AI21 Labs Ltd. today introduced Maestro, a software system that promises to boost the output quality of large language models significantly.
Israel-based AI21 is an artificial intelligence startup backed by $336 million in funding from Nvidia Corp., Google LLC and other investors. It provides a series of enterprise-focused LLMs called Jamba. The models can process prompts with up 256,000 tokens and support retrieval-augmented generations, or RAG, a machine learning technique that allows an AI to analyze information not included in its training dataset.
Before enterprises deploy an LLM in production, they take steps to reduce the risk of output quality issues. The process often involves creating a software workflow that automatically checks prompt responses for errors. Such workflows can significantly reduce the risk of hallucinations, but they’re difficult to create and maintain.
AI21’s newly debuted Maestro platform is designed to address challenge. The platform, which is described as an AI planning and orchestration system, reduces the amount of work involved in mitigating LLM output errors. It also promises to ease several related tasks.
To use Maestro, workers have to provide a prompt along with a set of requirements that should be met while the prompt is being processed. For example, a user could specify that the cost of generating an LLM response shouldn’t exceed a certain threshold. AI21 says that Maestro automatically applies those customer-provided requirements and thereby reduces the need for manual coding.
When it receives a complex prompt, Maestro breaks down the task into substeps. Simplifying tasks in this manner has been shown to improve the quality of LLM responses. After completing the process, Maestro runs simulations to identify the most efficient way of entering the request into an LLM and delivering an accurate answer.

THINGS TO DO:
a) Please return the passage of the Maestro article from "Israel-based AI21 is" to "create and maintain.", copied word for word.
b) Does the Maestro article support each statement below? For each, answer yes or no and quote the words that decide it.
(i) AI21's funding comes from investors that include Nvidia and Google.
(ii) Maestro leaves users to hand-code each of their requirements.
(iii) Maestro splits a complex prompt into substeps.

SOURCE INFORMATION:
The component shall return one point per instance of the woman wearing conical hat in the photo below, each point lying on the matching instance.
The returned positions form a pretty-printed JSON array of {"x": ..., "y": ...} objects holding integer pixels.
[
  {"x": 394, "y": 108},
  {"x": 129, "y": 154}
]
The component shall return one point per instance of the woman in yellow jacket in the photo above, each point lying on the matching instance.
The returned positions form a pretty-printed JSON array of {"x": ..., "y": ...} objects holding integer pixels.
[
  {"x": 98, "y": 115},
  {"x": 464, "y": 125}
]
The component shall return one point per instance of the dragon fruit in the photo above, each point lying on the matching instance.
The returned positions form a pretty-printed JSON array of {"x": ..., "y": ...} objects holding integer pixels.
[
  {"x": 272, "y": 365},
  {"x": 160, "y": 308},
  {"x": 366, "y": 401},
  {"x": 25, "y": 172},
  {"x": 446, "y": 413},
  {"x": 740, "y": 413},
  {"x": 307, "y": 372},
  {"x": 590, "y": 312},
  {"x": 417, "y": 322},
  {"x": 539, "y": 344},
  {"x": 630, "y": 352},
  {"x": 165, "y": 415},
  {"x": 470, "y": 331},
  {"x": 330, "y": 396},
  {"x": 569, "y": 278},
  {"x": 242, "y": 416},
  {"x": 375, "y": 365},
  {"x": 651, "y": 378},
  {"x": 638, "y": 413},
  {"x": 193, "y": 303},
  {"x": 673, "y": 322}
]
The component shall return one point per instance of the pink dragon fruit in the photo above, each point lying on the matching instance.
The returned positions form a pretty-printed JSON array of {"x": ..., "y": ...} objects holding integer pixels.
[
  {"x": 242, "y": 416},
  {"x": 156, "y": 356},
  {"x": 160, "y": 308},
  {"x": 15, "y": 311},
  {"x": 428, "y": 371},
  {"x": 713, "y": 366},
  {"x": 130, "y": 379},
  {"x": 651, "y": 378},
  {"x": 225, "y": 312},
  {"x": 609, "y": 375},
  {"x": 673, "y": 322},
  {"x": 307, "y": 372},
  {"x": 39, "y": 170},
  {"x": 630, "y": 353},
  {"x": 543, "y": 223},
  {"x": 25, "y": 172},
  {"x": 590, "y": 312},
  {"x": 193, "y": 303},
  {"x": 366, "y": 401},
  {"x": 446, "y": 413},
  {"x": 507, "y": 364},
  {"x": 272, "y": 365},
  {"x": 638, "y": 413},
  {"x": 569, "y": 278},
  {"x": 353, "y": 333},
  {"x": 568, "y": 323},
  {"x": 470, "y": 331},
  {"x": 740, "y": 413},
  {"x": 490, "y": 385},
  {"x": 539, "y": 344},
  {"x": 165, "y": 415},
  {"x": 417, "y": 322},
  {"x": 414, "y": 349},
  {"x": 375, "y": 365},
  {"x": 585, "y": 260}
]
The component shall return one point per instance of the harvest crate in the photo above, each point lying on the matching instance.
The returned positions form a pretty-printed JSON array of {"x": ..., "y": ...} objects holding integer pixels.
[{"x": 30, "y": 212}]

SOLVED TASKS:
a)
Israel-based AI21 is an artificial intelligence startup backed by $336 million in funding from Nvidia Corp., Google LLC and other investors. It provides a series of enterprise-focused LLMs called Jamba. The models can process prompts with up 256,000 tokens and support retrieval-augmented generations, or RAG, a machine learning technique that allows an AI to analyze information not included in its training dataset.
Before enterprises deploy an LLM in production, they take steps to reduce the risk of output quality issues. The process often involves creating a software workflow that automatically checks prompt responses for errors. Such workflows can significantly reduce the risk of hallucinations, but they’re difficult to create and maintain.

b)
(i) Yes: "backed by $336 million in funding from Nvidia Corp., Google LLC and other investors"
(ii) No: "AI21 says that Maestro automatically applies those customer-provided requirements and thereby reduces the need for manual coding."
(iii) Yes: "When it receives a complex prompt, Maestro breaks down the task into substeps."